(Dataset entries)
• • •

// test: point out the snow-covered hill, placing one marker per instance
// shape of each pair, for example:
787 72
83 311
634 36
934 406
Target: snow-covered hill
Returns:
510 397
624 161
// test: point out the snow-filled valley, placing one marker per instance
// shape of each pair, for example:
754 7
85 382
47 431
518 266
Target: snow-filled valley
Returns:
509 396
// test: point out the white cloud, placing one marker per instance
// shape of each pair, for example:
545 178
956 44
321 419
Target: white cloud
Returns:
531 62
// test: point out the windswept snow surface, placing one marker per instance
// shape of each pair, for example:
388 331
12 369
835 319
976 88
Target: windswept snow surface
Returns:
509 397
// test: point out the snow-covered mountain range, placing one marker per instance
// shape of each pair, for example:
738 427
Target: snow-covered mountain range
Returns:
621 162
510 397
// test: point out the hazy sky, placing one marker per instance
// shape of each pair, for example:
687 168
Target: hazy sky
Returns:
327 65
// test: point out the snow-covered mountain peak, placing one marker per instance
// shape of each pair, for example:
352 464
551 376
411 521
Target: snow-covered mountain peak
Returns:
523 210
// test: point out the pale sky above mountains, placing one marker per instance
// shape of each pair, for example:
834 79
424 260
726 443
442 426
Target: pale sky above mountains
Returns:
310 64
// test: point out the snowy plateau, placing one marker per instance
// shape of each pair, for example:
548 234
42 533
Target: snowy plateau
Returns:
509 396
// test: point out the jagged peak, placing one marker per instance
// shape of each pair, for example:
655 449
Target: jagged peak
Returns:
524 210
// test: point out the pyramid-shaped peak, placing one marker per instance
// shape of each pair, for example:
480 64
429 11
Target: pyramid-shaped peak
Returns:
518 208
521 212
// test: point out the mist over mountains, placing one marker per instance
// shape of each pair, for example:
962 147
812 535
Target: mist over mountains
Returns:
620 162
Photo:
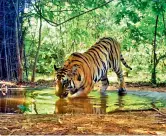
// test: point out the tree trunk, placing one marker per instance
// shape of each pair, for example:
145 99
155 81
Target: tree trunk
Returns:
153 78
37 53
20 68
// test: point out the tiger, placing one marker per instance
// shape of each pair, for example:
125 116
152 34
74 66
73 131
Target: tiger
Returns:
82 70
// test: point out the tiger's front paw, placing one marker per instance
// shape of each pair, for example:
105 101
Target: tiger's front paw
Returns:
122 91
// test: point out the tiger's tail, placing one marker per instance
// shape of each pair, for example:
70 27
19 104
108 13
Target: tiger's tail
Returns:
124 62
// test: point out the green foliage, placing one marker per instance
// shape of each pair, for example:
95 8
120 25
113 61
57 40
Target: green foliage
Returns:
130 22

• • •

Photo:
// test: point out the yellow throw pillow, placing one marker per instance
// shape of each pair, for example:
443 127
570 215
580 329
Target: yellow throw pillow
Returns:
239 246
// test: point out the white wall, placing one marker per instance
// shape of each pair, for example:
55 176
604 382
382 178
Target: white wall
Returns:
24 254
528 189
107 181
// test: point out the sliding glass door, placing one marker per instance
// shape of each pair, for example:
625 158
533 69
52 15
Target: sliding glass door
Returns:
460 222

• • •

◆ Work instruction:
The reply is to be one number, the count of lines in the records above that contain "windswept".

◆ Task output:
2